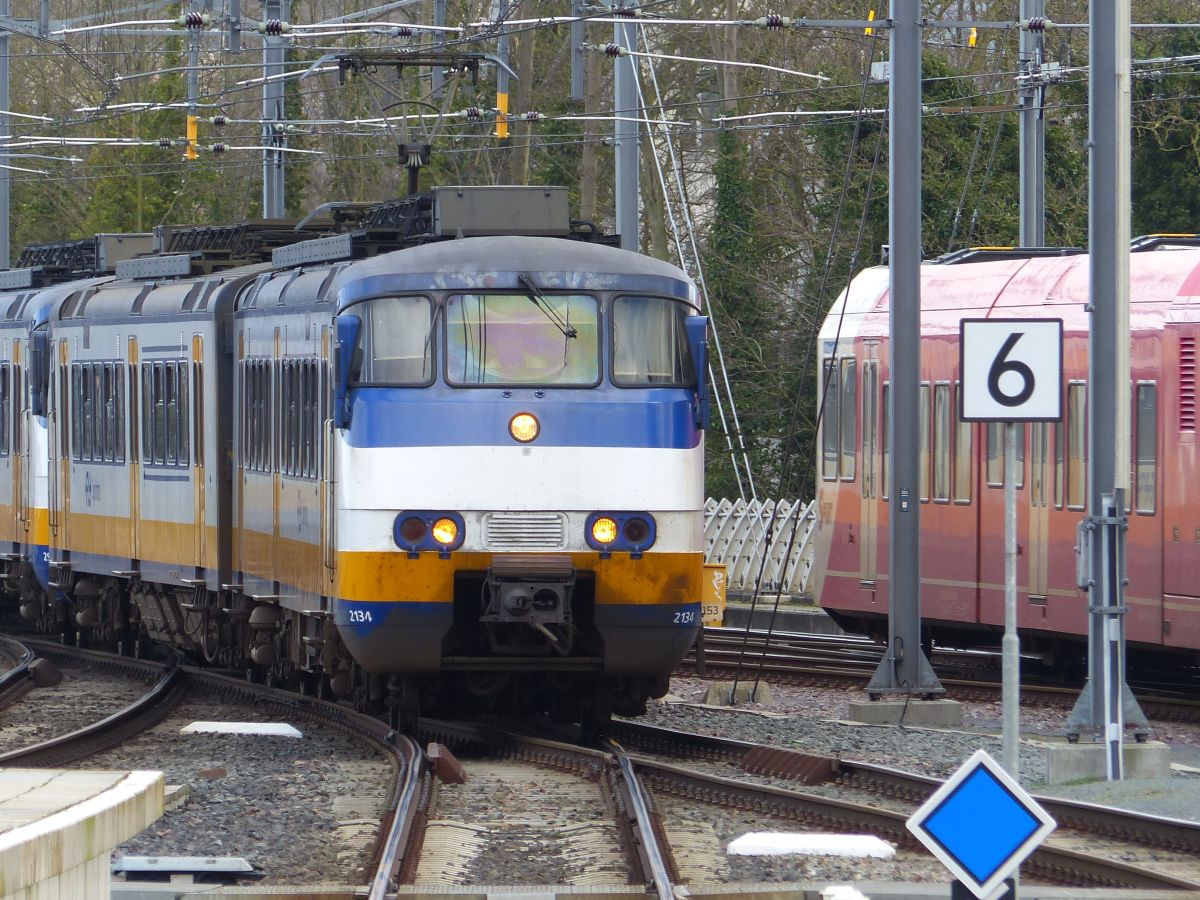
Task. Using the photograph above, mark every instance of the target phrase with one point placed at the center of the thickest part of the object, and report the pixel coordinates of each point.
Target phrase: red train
(963, 463)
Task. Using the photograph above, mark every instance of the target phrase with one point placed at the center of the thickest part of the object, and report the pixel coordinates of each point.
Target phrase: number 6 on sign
(1011, 370)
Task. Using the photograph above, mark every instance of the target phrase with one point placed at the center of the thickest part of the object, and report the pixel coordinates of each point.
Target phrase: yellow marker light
(525, 427)
(604, 531)
(445, 532)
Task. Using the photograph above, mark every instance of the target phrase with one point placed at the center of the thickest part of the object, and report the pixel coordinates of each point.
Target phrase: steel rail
(648, 841)
(780, 762)
(17, 681)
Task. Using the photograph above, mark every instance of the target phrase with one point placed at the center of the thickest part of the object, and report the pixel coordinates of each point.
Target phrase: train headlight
(609, 532)
(445, 532)
(412, 529)
(415, 531)
(604, 531)
(636, 531)
(525, 427)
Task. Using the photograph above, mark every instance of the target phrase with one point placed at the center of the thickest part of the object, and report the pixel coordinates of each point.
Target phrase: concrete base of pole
(1067, 763)
(724, 694)
(933, 713)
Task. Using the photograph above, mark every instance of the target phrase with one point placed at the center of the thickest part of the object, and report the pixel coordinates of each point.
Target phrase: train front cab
(527, 528)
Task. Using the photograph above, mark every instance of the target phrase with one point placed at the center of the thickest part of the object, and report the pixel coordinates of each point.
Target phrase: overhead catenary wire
(696, 269)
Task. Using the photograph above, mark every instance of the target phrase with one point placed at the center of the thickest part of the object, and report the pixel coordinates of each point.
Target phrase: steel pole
(904, 667)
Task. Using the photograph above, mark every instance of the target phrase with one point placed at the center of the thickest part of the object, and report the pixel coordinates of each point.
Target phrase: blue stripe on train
(429, 417)
(364, 617)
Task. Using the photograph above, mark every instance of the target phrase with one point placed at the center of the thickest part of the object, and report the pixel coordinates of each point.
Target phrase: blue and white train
(395, 463)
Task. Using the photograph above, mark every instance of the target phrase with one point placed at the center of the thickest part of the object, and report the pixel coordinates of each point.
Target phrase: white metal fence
(739, 534)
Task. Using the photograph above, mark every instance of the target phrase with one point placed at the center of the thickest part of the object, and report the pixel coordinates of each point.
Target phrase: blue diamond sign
(982, 825)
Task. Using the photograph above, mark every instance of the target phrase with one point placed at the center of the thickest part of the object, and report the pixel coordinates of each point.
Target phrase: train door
(60, 462)
(1037, 562)
(869, 514)
(1180, 477)
(198, 437)
(22, 443)
(991, 520)
(328, 498)
(135, 449)
(10, 439)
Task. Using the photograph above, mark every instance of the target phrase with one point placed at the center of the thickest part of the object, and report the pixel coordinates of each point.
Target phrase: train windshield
(395, 340)
(522, 339)
(649, 343)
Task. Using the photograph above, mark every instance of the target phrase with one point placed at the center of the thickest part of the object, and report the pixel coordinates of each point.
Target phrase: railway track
(171, 685)
(643, 778)
(795, 658)
(1170, 849)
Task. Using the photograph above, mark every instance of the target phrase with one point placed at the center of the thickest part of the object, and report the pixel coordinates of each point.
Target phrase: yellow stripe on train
(391, 576)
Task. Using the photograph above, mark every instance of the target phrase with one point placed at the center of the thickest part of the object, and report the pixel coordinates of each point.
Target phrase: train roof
(1164, 283)
(497, 263)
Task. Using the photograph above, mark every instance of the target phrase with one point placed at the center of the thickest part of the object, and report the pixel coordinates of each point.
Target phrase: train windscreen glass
(396, 341)
(522, 340)
(649, 343)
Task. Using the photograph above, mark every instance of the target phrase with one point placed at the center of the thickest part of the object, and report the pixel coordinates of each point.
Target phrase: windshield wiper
(543, 304)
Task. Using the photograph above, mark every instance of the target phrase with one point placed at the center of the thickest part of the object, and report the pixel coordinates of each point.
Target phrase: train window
(870, 419)
(1146, 449)
(171, 412)
(847, 438)
(198, 406)
(147, 413)
(1077, 445)
(1059, 460)
(287, 430)
(88, 421)
(924, 442)
(513, 340)
(65, 420)
(76, 408)
(184, 413)
(942, 437)
(831, 420)
(649, 343)
(885, 437)
(963, 451)
(396, 340)
(5, 408)
(1038, 439)
(108, 411)
(311, 419)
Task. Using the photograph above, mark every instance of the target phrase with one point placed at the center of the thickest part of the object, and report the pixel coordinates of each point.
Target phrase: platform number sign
(1011, 370)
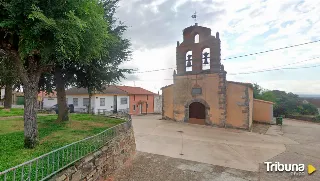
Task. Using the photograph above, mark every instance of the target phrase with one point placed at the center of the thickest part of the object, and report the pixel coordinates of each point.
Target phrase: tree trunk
(8, 97)
(30, 114)
(63, 111)
(89, 105)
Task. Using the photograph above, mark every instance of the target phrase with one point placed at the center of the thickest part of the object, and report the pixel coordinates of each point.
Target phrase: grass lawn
(51, 135)
(11, 112)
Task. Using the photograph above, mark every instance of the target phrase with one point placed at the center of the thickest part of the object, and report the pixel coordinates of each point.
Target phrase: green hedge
(305, 117)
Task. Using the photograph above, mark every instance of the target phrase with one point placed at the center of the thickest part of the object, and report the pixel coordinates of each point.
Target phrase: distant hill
(309, 95)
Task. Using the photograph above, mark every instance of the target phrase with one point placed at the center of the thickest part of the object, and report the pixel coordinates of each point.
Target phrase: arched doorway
(197, 113)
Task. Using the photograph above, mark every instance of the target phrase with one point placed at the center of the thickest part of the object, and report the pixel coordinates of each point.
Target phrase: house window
(124, 100)
(102, 101)
(196, 91)
(85, 101)
(75, 101)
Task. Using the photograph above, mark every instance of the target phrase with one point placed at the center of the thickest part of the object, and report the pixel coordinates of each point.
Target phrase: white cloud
(245, 27)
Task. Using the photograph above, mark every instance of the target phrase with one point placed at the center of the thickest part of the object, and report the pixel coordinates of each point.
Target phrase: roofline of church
(166, 86)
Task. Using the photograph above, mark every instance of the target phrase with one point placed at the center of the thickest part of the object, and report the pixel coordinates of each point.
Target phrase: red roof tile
(135, 90)
(314, 101)
(45, 94)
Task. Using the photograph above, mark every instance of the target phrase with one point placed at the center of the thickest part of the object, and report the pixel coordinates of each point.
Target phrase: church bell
(189, 64)
(206, 58)
(189, 61)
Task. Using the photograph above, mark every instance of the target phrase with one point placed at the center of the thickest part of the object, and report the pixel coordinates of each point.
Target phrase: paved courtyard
(195, 152)
(218, 146)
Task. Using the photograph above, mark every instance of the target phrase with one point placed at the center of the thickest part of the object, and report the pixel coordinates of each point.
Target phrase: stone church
(200, 93)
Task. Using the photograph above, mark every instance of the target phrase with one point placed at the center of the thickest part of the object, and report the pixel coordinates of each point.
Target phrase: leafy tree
(105, 70)
(8, 79)
(39, 34)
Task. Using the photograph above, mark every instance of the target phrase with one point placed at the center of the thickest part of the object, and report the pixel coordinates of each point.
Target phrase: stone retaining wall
(304, 118)
(102, 164)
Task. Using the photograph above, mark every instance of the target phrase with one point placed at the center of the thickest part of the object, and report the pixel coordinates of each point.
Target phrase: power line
(258, 71)
(272, 50)
(246, 55)
(279, 66)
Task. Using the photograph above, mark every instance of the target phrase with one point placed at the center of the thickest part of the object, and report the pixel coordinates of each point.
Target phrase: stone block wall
(102, 164)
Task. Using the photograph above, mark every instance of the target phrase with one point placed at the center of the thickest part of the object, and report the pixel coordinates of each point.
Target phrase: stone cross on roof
(194, 16)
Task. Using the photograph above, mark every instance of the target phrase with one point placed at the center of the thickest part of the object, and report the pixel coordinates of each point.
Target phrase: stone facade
(102, 164)
(158, 104)
(224, 103)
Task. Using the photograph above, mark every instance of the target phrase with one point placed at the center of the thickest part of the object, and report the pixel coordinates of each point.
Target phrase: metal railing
(49, 164)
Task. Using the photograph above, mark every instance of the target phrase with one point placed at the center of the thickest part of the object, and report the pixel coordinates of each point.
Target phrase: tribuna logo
(278, 167)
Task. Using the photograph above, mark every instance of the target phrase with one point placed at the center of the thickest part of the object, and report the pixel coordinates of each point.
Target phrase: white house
(48, 102)
(110, 99)
(2, 91)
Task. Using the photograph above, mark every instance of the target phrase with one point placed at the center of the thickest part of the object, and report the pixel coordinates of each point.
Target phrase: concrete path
(151, 167)
(306, 152)
(217, 146)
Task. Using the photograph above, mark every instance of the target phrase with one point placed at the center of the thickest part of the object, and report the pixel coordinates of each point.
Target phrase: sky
(245, 27)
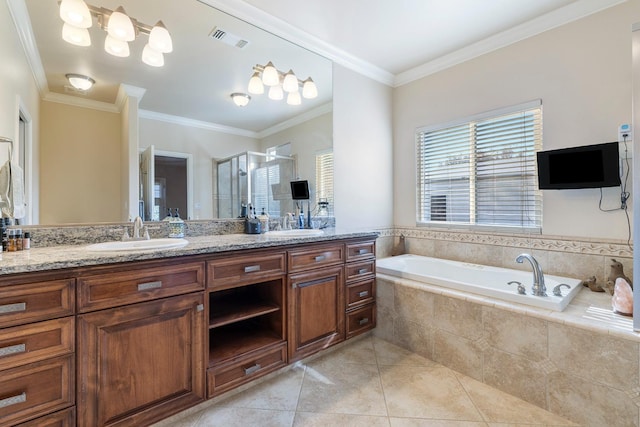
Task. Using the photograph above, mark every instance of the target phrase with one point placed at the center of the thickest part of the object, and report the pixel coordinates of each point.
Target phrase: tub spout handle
(557, 291)
(521, 289)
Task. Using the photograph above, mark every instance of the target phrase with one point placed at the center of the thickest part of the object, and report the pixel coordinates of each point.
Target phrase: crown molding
(80, 102)
(549, 21)
(301, 118)
(20, 15)
(168, 118)
(277, 26)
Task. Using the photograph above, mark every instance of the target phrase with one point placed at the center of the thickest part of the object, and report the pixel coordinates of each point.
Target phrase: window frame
(474, 226)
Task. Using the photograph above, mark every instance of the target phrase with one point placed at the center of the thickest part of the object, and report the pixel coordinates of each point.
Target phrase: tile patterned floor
(368, 383)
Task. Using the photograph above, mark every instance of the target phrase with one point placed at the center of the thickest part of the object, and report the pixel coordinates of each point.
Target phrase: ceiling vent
(73, 90)
(227, 38)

****

THE TASK.
Beginning at the line that holds "Target phrase: tub spout handle", reproduce the lines exactly up to and including the final line of the entries.

YOUR RESPONSE.
Target phrase: tub spout handle
(557, 291)
(521, 289)
Task. Using the photograph above, mark every instance of the target phrase with one point placed at the center of the thickest part of the object, and report the pixel coordinates of each point.
Target phrase: crown molding
(80, 102)
(549, 21)
(301, 118)
(20, 15)
(168, 118)
(277, 26)
Task. Using the photograph above, mark every instance of the target phrase with one point placed at the center of the thickest part of the object, and report the pixel coordinates of each point.
Target phrase: window frame
(474, 226)
Task. Using the photograph above, mark every instance of the target phrase with one point placed at the center of the thickest part of the object, and report the pixel coordinates of each point.
Target phrase: tile patterned floor
(368, 383)
Task. Using the photograph above, mark every instance of the target phrase with one point placed at the center of the thickest part of the object, and report the pixel coordinates of each point.
Target phrase: ceiling vent
(73, 90)
(227, 38)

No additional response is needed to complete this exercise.